§ SELECTED EXTRACT:

--------------------------------------------------

The goddess of flute.

Korea Times

One of top 10 flutists in history.

Sinfini Magazine, UK

A major talent with a robust tone.

Philadelphia Inquirer

2003 Sarasota Music Festival Alumni

Superstar flutist Jasmine Choi is renowned throughout Europe, Asia, and the United States for her brilliance in every musical genre: solo, chamber, orchestral, experimental, jazz, pops, transcriptions, and recording.

Named one of the "Top 10 Greatest Flutists in History" by Sinfini Magazine (UK) in 2015, Choi is celebrated for her golden tone, highly sophisticated musicianship, and charismatic stage presence. Her adventurous approach to repertoire, made possible by Choi's groundbreaking technique, has established her as a renowned innovator who also writes her own transcriptions of great works for other instruments.

Choi's list of important "firsts" is extensive indeed. She was the first Korean musician to join the Vienna Symphony as a principal in the orchestra's storied 113-year history; the first Korean woodwind player to be hired as associate principal by a major symphony orchestra (the Cincinnati Symphony) in the United States; the first classical musician to embark on the official Pops Recital tour in Korea; and the first Korean featured as a cover story in Flute Talk magazine (USA). Following her orchestral career, Choi –dubbed "the Goddess of the Flute" by the Korea Times -- has now moved on to a high-flying career as a full-time soloist.

Born in Seoul, Jasmine Choi was raised in a family of professional classical musicians, including a conductor grandfather and a violinist mother. At the age of three, she began violin studies, followed by piano lessons at five. But it wasn't until she received a flute for her ninth birthday that Choi's passion for music was ignited. Just seven years later, at 16, she was accepted to the Curtis Institute of Music on a full scholarship, as one of the last students of legendary New York Philharmonic principal Julius Baker – who called her "a huge sensation." Choi subsequently earned a Master of Music degree from the Juilliard School, where she studied with Philadelphia Orchestra principal Jeffrey Khaner, and later she continued her further studies with Thomas Robertello. Upon her graduation with Master's degree at Juilliard School at 22, she was immediately hired as associate principal flute at Cincinnati Symphony; six years later she moved on to Vienna Symphony.

--------------------------------------------------

§ MATERIALS PROVIDED:
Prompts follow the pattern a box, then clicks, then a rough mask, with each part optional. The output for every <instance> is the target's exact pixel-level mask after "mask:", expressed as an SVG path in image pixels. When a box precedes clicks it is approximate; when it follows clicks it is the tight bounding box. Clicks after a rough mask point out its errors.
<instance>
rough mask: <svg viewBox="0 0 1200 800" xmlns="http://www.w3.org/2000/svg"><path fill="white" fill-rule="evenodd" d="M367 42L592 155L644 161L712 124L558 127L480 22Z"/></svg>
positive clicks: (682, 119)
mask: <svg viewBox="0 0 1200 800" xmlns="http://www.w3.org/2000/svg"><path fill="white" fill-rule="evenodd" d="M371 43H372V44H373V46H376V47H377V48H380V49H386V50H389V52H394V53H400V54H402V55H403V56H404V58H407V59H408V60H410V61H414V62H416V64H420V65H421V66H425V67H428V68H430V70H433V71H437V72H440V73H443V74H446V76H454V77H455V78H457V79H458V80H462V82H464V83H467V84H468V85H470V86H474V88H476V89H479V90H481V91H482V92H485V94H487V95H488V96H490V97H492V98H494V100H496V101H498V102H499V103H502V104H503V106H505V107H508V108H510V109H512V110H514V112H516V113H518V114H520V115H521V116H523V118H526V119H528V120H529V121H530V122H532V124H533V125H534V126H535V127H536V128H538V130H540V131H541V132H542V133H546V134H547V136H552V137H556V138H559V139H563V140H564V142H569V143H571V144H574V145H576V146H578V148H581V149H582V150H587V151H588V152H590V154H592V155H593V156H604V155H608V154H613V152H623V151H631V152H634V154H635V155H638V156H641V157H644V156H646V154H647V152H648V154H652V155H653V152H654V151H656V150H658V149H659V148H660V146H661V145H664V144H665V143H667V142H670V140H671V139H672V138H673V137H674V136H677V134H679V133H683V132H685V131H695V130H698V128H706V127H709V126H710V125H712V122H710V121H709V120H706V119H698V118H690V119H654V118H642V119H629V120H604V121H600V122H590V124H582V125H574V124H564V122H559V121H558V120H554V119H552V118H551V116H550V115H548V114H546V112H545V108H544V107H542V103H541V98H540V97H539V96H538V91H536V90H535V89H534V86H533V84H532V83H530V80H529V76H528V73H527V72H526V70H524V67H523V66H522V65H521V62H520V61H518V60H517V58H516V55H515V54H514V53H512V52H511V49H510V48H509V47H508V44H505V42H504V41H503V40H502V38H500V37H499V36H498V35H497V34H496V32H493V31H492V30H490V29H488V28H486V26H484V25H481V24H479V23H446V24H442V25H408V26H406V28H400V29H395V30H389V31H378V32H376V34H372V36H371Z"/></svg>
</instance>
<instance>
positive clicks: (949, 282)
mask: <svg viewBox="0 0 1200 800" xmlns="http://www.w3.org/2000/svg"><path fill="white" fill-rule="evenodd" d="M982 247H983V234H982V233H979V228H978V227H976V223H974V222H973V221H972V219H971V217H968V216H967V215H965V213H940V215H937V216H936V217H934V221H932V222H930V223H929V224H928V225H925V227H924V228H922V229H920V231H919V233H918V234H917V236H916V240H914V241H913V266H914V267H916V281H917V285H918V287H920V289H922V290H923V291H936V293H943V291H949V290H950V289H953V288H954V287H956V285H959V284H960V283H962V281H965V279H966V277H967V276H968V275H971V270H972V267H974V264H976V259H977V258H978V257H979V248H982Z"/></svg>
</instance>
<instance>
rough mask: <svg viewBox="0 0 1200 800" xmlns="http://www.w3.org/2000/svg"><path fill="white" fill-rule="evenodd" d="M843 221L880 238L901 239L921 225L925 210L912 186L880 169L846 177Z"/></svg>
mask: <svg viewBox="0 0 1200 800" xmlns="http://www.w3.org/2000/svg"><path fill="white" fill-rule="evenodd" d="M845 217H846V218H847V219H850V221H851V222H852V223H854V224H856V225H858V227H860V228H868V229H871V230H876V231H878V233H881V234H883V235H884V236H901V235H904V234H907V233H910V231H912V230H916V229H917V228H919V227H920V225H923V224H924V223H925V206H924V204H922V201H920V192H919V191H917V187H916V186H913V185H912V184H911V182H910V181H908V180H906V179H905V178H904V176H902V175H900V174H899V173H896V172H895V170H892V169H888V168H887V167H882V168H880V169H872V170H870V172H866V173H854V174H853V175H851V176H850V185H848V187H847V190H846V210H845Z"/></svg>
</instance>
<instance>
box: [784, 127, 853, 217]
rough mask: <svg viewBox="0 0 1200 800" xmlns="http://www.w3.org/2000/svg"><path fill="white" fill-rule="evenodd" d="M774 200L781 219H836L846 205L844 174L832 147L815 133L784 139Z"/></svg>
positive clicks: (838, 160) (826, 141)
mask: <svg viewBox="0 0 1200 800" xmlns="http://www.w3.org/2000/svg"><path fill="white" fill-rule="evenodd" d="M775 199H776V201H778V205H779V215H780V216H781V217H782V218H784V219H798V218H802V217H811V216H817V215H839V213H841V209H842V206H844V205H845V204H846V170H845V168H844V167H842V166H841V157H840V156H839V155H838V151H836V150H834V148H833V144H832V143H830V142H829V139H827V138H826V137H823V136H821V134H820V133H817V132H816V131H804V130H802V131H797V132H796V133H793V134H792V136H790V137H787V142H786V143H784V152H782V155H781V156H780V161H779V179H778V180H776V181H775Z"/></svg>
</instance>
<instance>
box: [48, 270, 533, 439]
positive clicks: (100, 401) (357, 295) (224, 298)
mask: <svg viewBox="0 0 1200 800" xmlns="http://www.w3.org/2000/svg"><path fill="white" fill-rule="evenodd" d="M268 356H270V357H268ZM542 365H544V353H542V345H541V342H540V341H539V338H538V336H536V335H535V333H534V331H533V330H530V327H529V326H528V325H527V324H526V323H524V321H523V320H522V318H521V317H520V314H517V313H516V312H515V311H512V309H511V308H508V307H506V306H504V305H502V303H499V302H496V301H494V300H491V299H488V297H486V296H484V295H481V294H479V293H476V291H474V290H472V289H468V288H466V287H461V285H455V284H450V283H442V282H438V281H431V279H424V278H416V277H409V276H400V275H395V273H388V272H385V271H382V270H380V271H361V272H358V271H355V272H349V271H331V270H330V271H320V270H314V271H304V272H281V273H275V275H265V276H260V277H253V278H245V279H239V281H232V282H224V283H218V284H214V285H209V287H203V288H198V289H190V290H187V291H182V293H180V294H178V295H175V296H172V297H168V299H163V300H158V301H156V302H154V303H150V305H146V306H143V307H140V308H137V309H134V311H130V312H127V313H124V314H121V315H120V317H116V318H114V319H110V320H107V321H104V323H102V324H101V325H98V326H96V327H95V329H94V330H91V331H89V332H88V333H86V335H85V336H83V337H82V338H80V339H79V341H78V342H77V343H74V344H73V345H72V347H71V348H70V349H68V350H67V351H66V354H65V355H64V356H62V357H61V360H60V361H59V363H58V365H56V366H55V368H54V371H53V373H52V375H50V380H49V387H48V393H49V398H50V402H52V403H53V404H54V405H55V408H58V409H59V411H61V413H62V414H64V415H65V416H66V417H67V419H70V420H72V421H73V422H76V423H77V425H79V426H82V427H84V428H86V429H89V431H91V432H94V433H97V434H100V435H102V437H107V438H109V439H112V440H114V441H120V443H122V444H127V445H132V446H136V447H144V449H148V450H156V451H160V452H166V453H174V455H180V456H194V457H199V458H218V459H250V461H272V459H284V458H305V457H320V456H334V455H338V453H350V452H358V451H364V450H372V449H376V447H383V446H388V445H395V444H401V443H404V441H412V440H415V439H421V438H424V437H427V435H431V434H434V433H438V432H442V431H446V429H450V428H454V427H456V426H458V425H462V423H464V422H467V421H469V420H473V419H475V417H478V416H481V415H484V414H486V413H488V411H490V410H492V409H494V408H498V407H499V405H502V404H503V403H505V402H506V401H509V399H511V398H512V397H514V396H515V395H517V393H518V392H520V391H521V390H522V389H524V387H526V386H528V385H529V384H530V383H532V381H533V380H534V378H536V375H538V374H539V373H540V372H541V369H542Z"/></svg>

--------------------------------------------------

§ PROBLEMS TO WORK ON:
(1) Print the entries starting at their first line and ending at the line that contains "positive clicks: (682, 119)".
(2) Proceed with the biography of flutist Jasmine Choi, picking up after its last sentence.
The entries have no connection to the biography of flutist Jasmine Choi.

§ ANSWERS TO THE EXERCISE:
(1)
Prompts follow the pattern a box, then clicks, then a rough mask, with each part optional. The output for every <instance> is the target's exact pixel-level mask after "mask:", expressed as an SVG path in image pixels. When a box precedes clicks it is approximate; when it follows clicks it is the tight bounding box. Clicks after a rough mask point out its errors.
<instance>
rough mask: <svg viewBox="0 0 1200 800" xmlns="http://www.w3.org/2000/svg"><path fill="white" fill-rule="evenodd" d="M367 42L592 155L644 161L712 124L558 127L480 22Z"/></svg>
positive clicks: (682, 119)

(2)
Nominated by Symphony magazine as one of "America's Emerging Artists" in 2005, Jasmine Choi was presented on the "Rising Stars" series in Carnegie Hall's Weill Recital Hall and at Philadelphia's Kimmel Center for the Performing Arts. Subsequent performance highlights include solo recitals at Wigmore Hall in London, Konzerthaus Schubert Saal in Vienna, the Academy of Music in Philadelphia, Seoul Arts Center in Seoul; she also has appeared as a soloist in the fabled Großer Musikvereinssaal in Vienna, the Konzerthaus Mozart Saal in Vienna, Großer Saal and Kammermusiksaal in Philharmonie Berlin, KKL in Luzern, Dvorak and Smetana Halls in Prague, and Disney Hall in Los Angeles.

Choi's performance credits include solo engagements with many of the world's greatest orchestras. She has been featured with the Philadelphia Orchestra, Cincinnati Symphony, Buffalo Philharmonic, Juilliard Symphony, Vienna Symphony, Berlin Symphony, St. Petersburg Philharmonic, Salzburg Mozarteum, Baden-Baden Philharmonic, Turku Philharmonic, Riga Sinfonietta, Czech Philharmonic Chamber, Bangkok Symphony, Seoul Philharmonic, and KBS Symphony, among many others.

Her charismatic performance style has made Choi the choice of presenters of many special occasions. She performed at the UN president Ban Ki-Moon's inauguration reception in New York, and she was a soloist with Vienna Symphony for the opening concert of the Bregenz Festival. Choi was invited as a featured soloist for the National Flute Association (NFA)'s 40th anniversary in Las Vegas, where she was celebrated with solo performances at the opening gala concert and the closing ceremony, as well as in a solo recital.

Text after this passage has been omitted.